_PROBLEM STATEMENT_: Could you write out these lines again, replacing "Our designer" with "Our editor" in every line and leaving everything else unchanged?

START SUPPLIED RECORDS

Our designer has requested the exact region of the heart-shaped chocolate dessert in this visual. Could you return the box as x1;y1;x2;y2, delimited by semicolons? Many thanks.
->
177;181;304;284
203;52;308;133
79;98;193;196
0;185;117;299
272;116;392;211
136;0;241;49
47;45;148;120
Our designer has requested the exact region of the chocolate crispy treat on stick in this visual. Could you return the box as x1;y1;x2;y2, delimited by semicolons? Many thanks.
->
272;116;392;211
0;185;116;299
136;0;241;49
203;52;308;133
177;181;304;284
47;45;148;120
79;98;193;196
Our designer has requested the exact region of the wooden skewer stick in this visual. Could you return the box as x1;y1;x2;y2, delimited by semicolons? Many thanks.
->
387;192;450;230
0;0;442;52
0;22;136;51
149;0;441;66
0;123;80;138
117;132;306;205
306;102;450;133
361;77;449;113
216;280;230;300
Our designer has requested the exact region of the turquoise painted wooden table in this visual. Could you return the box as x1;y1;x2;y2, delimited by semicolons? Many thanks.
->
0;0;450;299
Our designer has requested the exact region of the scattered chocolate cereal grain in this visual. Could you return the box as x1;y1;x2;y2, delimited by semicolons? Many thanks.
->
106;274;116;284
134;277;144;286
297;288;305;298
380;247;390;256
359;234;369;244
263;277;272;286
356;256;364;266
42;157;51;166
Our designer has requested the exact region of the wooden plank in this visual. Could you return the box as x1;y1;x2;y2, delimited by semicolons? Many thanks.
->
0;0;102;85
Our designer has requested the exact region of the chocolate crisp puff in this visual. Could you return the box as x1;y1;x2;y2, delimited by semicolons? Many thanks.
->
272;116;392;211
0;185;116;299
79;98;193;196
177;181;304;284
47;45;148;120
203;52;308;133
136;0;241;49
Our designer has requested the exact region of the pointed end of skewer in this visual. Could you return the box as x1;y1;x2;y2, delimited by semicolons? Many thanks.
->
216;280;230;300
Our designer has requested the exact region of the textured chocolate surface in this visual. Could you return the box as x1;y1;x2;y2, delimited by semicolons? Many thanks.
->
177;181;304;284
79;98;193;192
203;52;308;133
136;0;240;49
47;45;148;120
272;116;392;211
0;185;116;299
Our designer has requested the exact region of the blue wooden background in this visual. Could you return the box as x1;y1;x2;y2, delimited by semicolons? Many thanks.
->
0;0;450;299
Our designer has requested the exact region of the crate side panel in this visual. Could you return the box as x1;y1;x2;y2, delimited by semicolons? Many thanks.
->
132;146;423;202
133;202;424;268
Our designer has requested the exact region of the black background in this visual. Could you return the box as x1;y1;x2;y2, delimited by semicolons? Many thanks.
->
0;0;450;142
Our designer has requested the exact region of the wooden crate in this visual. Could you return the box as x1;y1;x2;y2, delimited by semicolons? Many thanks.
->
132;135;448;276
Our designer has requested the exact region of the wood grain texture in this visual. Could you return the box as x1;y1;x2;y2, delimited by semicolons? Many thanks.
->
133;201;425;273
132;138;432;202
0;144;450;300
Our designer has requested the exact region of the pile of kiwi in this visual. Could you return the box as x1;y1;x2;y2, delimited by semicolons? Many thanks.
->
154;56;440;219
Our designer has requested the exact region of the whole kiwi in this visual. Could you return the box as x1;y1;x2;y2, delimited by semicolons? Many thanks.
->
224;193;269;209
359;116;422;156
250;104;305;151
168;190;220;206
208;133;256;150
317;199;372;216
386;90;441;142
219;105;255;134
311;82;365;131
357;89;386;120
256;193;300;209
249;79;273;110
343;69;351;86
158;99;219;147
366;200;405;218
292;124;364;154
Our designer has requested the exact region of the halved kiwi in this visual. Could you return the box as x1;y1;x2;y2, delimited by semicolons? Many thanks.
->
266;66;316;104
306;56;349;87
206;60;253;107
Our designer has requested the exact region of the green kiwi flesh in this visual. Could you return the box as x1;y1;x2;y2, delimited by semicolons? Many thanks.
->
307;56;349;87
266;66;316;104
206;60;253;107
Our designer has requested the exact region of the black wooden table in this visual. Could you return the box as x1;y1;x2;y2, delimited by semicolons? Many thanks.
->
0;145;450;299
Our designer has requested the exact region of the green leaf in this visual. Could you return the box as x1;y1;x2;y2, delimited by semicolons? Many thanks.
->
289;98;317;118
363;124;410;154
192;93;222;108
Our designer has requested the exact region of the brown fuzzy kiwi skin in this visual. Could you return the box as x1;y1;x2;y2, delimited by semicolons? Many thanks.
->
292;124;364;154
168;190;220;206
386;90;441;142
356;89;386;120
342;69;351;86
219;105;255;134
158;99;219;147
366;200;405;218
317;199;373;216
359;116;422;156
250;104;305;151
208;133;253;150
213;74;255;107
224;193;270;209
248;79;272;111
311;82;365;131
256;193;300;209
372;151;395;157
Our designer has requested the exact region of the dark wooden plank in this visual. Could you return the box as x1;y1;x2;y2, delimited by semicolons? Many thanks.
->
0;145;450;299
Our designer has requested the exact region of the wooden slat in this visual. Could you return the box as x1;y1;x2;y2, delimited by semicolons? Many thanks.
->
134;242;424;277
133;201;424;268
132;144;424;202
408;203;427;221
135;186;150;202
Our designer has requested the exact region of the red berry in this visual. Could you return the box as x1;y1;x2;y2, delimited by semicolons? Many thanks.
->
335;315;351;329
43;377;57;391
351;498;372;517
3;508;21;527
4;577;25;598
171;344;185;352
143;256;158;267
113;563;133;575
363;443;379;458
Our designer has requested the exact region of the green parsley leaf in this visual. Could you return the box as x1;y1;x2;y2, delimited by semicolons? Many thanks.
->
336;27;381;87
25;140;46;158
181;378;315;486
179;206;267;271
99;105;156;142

END SUPPLIED RECORDS

_REPLY_:
Our editor has requested the exact region of the heart-shaped chocolate dessert in this visual. Could you return the box as x1;y1;x2;y2, delimited by semicolons? Many thanks.
->
177;181;304;284
203;52;308;133
79;98;193;196
0;185;117;299
272;116;392;211
136;0;241;49
47;45;148;120
Our editor has requested the exact region of the chocolate crispy treat on stick in this visual. Could you return the box as x1;y1;x2;y2, delimited by semicolons? Many thanks.
->
272;116;392;211
0;185;116;299
136;0;241;49
203;52;308;133
177;181;304;284
47;45;148;120
79;98;193;196
Our editor has requested the exact region of the wooden skewer stick in this visual. Could you return the box as x1;y1;x2;y2, delimited by semicolons? Many thanks.
->
387;192;450;230
0;0;442;52
0;22;136;51
149;0;441;66
0;123;80;138
117;132;306;205
306;102;450;133
361;77;449;113
216;280;230;300
Our editor has requested the exact region of the turquoise painted wooden table in this visual. Could you return the box as x1;y1;x2;y2, delimited by semicolons? Many thanks.
->
0;0;450;299
Our editor has requested the exact region of the scattered chocolate cereal grain in this visual. Could you return the box as x1;y1;x2;y2, delimited by semicolons? Many thanks.
->
106;274;116;284
134;277;144;286
297;288;305;298
380;247;390;256
359;234;369;244
263;277;272;286
356;256;364;266
42;157;51;166
Our editor has requested the exact region of the wooden plank in this visual. Could you return the box as x1;y1;x2;y2, delimited by semicolons? Many thanks.
->
0;0;102;85
Our editor has requested the exact region of the chocolate crisp puff in this visual. Could you return the box as x1;y1;x2;y2, delimited by semicolons? Many thanks.
->
272;116;392;211
0;185;116;299
79;98;193;196
177;181;304;284
47;45;148;120
203;52;308;133
136;0;241;49
Our editor has requested the exact region of the pointed end of skewer in this visual. Could you return the box as x1;y1;x2;y2, delimited by semicolons? Many thanks.
->
216;280;230;300
Our editor has requested the exact region of the textured chocolate surface in this visual. Could you return the box as x1;y1;x2;y2, delimited by semicolons? Many thanks.
->
177;181;304;284
79;98;193;192
203;52;308;133
136;0;240;49
47;45;148;120
272;116;392;211
0;185;116;299
Our editor has requested the exact region of the blue wooden background in this visual. Could you return the box as x1;y1;x2;y2, delimited by semicolons? Many thanks.
->
0;0;450;299
Our editor has requested the exact region of the crate side panel in this visual. Could you return the box as x1;y1;x2;y2, delimited by semicolons? Many thanks.
->
132;146;423;202
133;202;424;268
Our editor has requested the exact region of the black background in this visual. Could you return the box as x1;y1;x2;y2, delimited by semicolons? Many thanks.
->
0;0;450;142
Our editor has requested the exact region of the wooden crate in this visual. Could you return the box as x1;y1;x2;y2, delimited by semicolons? Many thanks.
->
132;135;448;276
Our editor has requested the exact region of the wood grain texture in this visual. Could you return the box as x1;y1;x2;y2, delimited by semicolons? Many thanks.
->
133;201;425;273
132;138;432;202
0;144;450;300
Our editor has requested the exact region of the pile of kiwi in this visual. Could you return the box as x1;y1;x2;y2, delimited by semicolons? Many thanks.
->
154;56;440;219
Our editor has requested the exact region of the whole kiwi in this visual. Could you return the box as x1;y1;x2;y2, delimited by semicolons? Many thanks.
->
224;193;269;209
359;116;422;156
250;104;305;151
168;190;220;206
208;133;256;150
317;199;372;216
386;90;441;142
219;105;255;134
311;82;365;131
357;89;386;120
256;193;300;209
249;79;273;110
343;69;351;86
158;99;219;147
366;200;405;218
292;124;364;154
Our editor has requested the exact region of the halved kiwi in this visual. Could you return the box as x1;y1;x2;y2, delimited by semicolons? Many thanks.
->
266;66;316;104
306;56;349;87
206;60;253;107
Our editor has requested the exact region of the green kiwi flesh in this visual. Could you return the box as x1;y1;x2;y2, delimited by semicolons? Many thanks.
->
307;56;349;87
266;66;316;104
206;60;253;107
Our editor has requested the exact region of the black wooden table in this visual. Could you return the box as x1;y1;x2;y2, delimited by semicolons? Many thanks.
->
0;145;450;299
Our editor has requested the exact region of the green leaf in this visual. Could you return the box as x1;y1;x2;y2, delimited by semicolons? Many thanks.
->
289;98;317;118
363;124;410;154
192;93;222;108
Our editor has requested the exact region of the brown fuzzy kiwi skin in this visual. Could you return the box as x1;y1;x2;y2, delimited by semicolons? Many thanks.
->
292;124;364;154
168;190;220;206
386;90;441;142
356;89;386;120
342;69;351;86
219;105;255;134
158;99;219;147
366;200;405;218
317;199;373;216
359;116;422;156
250;104;305;151
208;133;253;150
213;74;255;107
224;193;270;209
248;79;272;111
311;82;365;131
256;193;300;209
372;151;395;157
Our editor has requested the exact region of the dark wooden plank in this visual. Could you return the box as x1;y1;x2;y2, delimited by semicolons? Many thanks.
->
0;145;450;299
Our editor has requested the exact region of the wooden slat in this visual. Could you return the box as x1;y1;x2;y2, delimited by semicolons? Many thanks.
->
134;242;424;277
133;201;424;268
132;144;424;202
408;203;427;221
135;186;150;202
Our editor has requested the exact region of the red berry in this visual. Could you return the box as x1;y1;x2;y2, delimited by semicolons? Many thanks.
->
335;315;351;329
43;377;57;391
351;498;372;517
3;508;21;527
4;577;25;598
171;344;185;352
143;256;158;267
113;563;133;575
363;443;379;458
Our editor has requested the exact region of the green parsley leaf in this visual. Could you return the box as x1;y1;x2;y2, delimited by semicolons? Many thanks.
->
336;27;381;87
25;140;46;158
181;378;315;486
179;206;267;271
99;105;156;142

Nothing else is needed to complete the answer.